**Written request:** Present every line of the material below as a numbered list, omitting any blank lines.
-=-=-
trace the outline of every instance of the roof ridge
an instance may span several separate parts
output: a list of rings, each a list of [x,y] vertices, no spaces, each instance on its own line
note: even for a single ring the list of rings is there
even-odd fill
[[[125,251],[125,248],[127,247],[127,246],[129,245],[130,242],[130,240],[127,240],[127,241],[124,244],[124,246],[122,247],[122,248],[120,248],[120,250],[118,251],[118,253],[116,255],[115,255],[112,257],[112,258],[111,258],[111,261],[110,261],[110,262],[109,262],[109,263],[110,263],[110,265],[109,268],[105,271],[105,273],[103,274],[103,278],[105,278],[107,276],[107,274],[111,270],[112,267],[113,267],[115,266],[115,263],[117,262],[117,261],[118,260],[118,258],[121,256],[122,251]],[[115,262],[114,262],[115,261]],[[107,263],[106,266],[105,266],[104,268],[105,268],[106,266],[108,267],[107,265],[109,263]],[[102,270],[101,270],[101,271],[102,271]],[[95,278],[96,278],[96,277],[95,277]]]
-=-=-
**Complete output:**
1. trace the outline of every instance of the roof ridge
2. an instance may span several separate parts
3. output: a list of rings, each a list of [x,y] vertices, no spaces, each instance on its own line
4. note: even for a single ring the list of rings is there
5. even-odd fill
6. [[[125,251],[125,248],[127,247],[127,246],[129,245],[130,242],[130,240],[127,240],[127,241],[124,244],[124,246],[122,247],[122,248],[120,248],[120,250],[118,251],[118,253],[116,255],[115,255],[112,257],[112,258],[111,258],[111,261],[110,261],[110,262],[109,262],[109,263],[110,263],[110,265],[109,268],[105,271],[105,273],[103,274],[103,278],[105,278],[107,276],[107,274],[111,270],[112,267],[113,267],[115,266],[115,263],[117,262],[117,261],[118,260],[118,258],[121,256],[122,251]],[[115,262],[114,262],[115,261]],[[107,263],[106,266],[105,266],[104,268],[105,268],[106,266],[108,267],[107,265],[109,263]],[[102,270],[101,270],[101,271],[102,271]],[[95,278],[96,278],[96,277],[95,277]]]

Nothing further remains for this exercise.